• What you need to do:
Revise the records below, changing every "place a dot" to "mark a point" and leaving the rest untouched. Omit the pictures from your answer.

• Supplied material:
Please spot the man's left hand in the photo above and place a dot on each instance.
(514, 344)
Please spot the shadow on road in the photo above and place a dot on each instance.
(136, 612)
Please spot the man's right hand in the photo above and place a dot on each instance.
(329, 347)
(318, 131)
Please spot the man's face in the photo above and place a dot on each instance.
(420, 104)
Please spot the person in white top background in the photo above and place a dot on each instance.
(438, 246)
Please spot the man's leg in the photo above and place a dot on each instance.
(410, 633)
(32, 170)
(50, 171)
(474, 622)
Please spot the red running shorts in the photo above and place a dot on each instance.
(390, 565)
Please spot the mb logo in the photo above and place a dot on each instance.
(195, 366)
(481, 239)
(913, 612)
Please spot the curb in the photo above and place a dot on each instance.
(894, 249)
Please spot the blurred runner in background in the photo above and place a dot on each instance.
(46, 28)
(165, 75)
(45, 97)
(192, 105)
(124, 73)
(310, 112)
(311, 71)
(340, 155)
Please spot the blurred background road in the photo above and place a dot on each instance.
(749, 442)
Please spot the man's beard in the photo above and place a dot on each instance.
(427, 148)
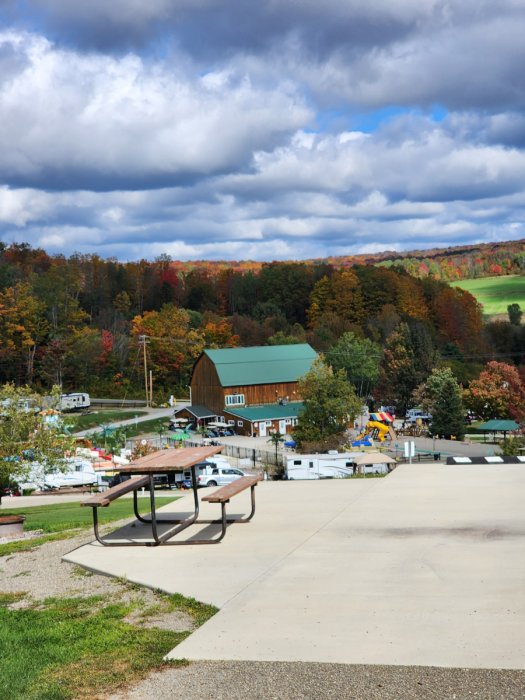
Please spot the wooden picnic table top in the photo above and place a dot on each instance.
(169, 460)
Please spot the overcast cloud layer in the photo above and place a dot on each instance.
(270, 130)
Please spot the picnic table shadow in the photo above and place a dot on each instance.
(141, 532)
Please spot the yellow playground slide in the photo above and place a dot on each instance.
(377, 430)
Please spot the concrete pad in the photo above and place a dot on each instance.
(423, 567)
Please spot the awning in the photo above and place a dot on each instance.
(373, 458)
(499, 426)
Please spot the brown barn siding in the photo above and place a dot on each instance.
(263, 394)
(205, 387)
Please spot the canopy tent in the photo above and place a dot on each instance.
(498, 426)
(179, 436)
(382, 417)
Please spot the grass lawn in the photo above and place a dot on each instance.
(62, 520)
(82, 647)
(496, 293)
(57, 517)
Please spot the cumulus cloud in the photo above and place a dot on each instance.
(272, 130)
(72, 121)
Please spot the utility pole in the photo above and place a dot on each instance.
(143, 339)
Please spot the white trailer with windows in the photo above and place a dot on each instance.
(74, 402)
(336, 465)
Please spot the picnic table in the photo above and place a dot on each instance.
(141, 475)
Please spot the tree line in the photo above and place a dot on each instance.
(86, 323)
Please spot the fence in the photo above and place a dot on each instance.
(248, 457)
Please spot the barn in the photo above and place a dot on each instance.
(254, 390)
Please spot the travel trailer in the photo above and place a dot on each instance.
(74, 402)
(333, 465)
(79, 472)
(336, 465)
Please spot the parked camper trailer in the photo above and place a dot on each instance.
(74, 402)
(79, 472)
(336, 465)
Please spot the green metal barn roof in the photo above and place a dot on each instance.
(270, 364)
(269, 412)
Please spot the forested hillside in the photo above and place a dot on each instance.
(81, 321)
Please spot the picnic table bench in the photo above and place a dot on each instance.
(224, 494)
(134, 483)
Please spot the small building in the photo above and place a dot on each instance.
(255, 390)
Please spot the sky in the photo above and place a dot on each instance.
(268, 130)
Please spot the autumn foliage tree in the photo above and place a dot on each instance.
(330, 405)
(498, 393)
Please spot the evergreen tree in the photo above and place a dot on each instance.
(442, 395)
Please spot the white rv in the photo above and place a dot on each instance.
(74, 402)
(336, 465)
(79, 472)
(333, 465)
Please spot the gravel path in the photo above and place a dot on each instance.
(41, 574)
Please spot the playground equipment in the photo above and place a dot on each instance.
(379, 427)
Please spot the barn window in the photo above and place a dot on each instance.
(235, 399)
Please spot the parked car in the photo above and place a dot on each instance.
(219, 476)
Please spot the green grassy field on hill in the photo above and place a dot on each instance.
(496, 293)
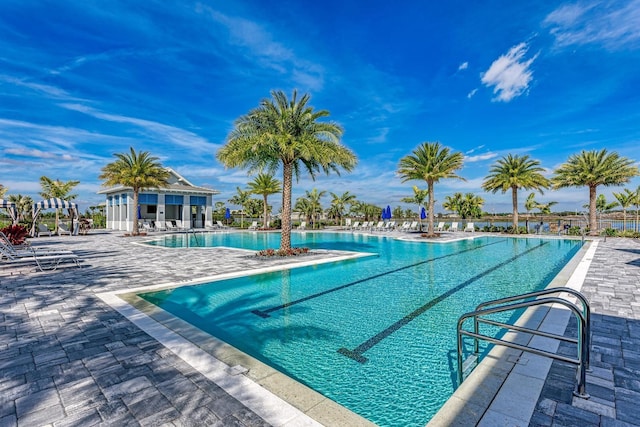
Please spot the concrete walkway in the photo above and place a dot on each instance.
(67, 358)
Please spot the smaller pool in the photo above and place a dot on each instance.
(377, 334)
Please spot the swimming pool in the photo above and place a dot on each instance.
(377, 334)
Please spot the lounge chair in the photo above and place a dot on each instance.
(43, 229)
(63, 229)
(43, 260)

• Finished answer:
Please spot the man's left hand in the photo above and mark a point on each instance.
(514, 344)
Please spot the shadow on road in the photo above and mark a point on each instance.
(136, 612)
Please spot the man's right hand in the photo above and mark a point on each instance.
(329, 347)
(318, 131)
Please spot the man's face in the photo above and mark a point on each instance.
(420, 104)
Please spot the person in white top background in the photo above and mark a point on each instance.
(438, 246)
Please spot the man's leg in the photo above and mark a point on each instance.
(410, 633)
(32, 170)
(50, 171)
(474, 622)
Please spot the red running shorts in the photo above and mark a point on each instance.
(390, 565)
Please spot the mb logo in the photo above and mark a point on each instance.
(195, 366)
(481, 239)
(913, 612)
Please spot the curb in the photo above and mark a point on each instance.
(894, 249)
Please spot the blurred runner in background in the photo above and mark a point on each instance.
(46, 28)
(165, 75)
(45, 97)
(192, 105)
(124, 73)
(310, 112)
(311, 71)
(340, 155)
Please spot the blurred background road in the photo above and mark a point on each instance.
(749, 442)
Please spot the man's beard in the photo above and mark a point on each instance.
(427, 148)
Please spot the wooden picnic table top in the photo above and mark a point on each instance.
(169, 460)
Please spot the overcast cloud layer in the photo above and mark a point on each instance.
(270, 130)
Please spot the picnic table shadow in the photo above and mark a point on each instance.
(141, 532)
Please spot the yellow playground slide in the photo above and mark a point on each instance.
(377, 430)
Please spot the concrete pad in the photo above and mark a point on each instance.
(423, 567)
Please spot the awning in the photo above and mark a point on each instance.
(373, 458)
(499, 426)
Please spot the brown barn siding in the photo above and mark a point on each instance.
(263, 394)
(205, 387)
Please spot the canopy tent in the photo above and mark a point on each instance.
(498, 426)
(179, 436)
(382, 417)
Please spot the grass lawn in the photo above and mark a point on each instance.
(62, 520)
(82, 647)
(496, 293)
(57, 517)
Please spot the cumulus cloud in the photo above and mark a point on each instance.
(272, 130)
(72, 121)
Please spot the utility pole in the photo above and mark a point on each instance.
(143, 339)
Please spot the white trailer with windows in the photo above and mark a point on each instance.
(74, 402)
(336, 465)
Please spot the picnic table in the photo above and mark a point on each instance.
(141, 475)
Please spot the tree line in the photo above and mark a point on each instance.
(86, 323)
Please spot the fence in the photo above and mark a point on each instance.
(248, 457)
Please spot the barn in the photo above and mark a point on each instance.
(254, 390)
Please spot the travel trailer in the photo above and mark a point on each instance.
(74, 402)
(333, 465)
(79, 472)
(336, 465)
Please spot the parked camper trailer in the photo above and mark a point on each instance.
(74, 402)
(79, 472)
(336, 465)
Please spot the green metal barn roof in the photo above and mark a point on each instance.
(270, 364)
(269, 412)
Please spot the forested hillside in the photo above and mark a point on each instance.
(81, 321)
Please spot the picnic table bench in the photo above and mark a point on each instance.
(224, 494)
(134, 483)
Please spot the small building in the photo above and mark a point on each instance.
(255, 390)
Please spot the sky in the photo above and mark a point on each instance.
(268, 130)
Please spot the autumn foliage tree in the photo above and mark a point on each instance.
(330, 405)
(498, 393)
Please spot the evergreen tree in the photo above and mark a point on each instance.
(442, 395)
Please spot the white rv in the photo above and mark a point on each instance.
(74, 402)
(336, 465)
(79, 472)
(333, 465)
Please spot the gravel path in the photo above and mark a point on each instance.
(41, 574)
Please spot the playground equipment in the photo above and mark a point on each instance.
(379, 427)
Please spot the barn window in the photo above and mark a point on each instance.
(235, 399)
Please spot the parked car in the photo above and mark a point on each instance.
(219, 476)
Please spot the green grassy field on hill in the photo above and mark a point on each instance.
(496, 293)
Please spot the concrete walkway in the photo above and mark a point on each instance.
(67, 358)
Please spot the smaller pool in the photo above and mark a point on each instance.
(377, 334)
Please spot the swimming pool in the photo above and mark a point on each instance.
(377, 334)
Please spot the lounge chair in the photo above and mark a point on each instance.
(43, 229)
(63, 229)
(43, 260)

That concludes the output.